> **Task to complete**
Provide again, from the entries below, every line from the one containing "Every <instance> block" through the one containing "box: [214, 181, 241, 201]", exactly as written, and no other line.
(Data to process)
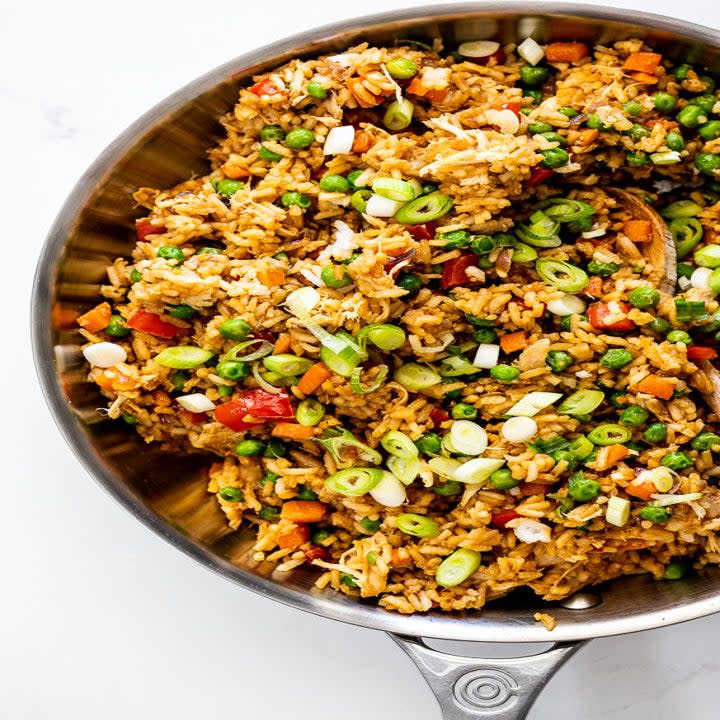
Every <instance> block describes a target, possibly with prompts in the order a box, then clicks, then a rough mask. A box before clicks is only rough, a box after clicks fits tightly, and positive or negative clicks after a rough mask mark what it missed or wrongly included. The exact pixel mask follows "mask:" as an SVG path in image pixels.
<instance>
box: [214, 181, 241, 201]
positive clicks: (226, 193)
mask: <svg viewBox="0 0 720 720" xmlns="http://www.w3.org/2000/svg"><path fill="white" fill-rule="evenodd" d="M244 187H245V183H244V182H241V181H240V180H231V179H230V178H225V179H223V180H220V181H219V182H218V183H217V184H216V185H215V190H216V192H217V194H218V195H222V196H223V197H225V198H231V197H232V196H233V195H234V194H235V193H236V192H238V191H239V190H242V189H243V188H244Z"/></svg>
(End Data to process)
(Data to process)
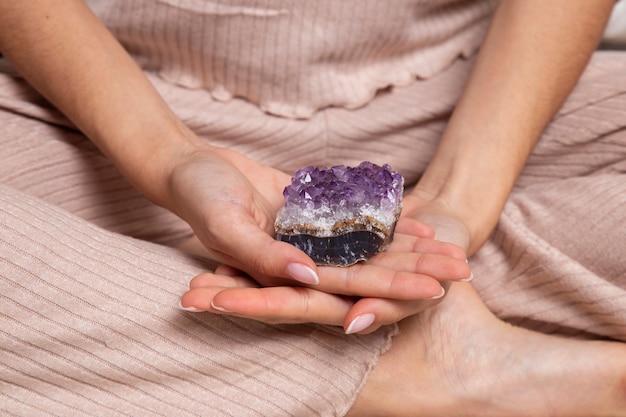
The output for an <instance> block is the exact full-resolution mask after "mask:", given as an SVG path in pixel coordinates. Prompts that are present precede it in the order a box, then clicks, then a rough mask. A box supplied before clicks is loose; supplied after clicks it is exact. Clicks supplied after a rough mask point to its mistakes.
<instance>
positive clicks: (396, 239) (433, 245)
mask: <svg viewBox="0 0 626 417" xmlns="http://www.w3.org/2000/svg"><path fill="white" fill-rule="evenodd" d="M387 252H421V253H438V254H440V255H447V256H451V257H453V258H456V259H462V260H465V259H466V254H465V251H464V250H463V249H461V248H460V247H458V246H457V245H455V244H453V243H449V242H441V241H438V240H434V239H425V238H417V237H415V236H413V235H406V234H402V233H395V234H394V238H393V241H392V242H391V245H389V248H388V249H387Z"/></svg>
(End Data to process)
> **Response to the exercise**
Every <instance> block describes a target, possibly with prompts in the order a box, then clicks, then a rough mask. A box before clicks is only rough, a box after clicks fits tightly, and positive or negative clicks after a rough mask mark what it missed or wrongly included. The exact pixel mask follows "mask:" as an SVG path in image pixels.
<instance>
box: [214, 181, 241, 201]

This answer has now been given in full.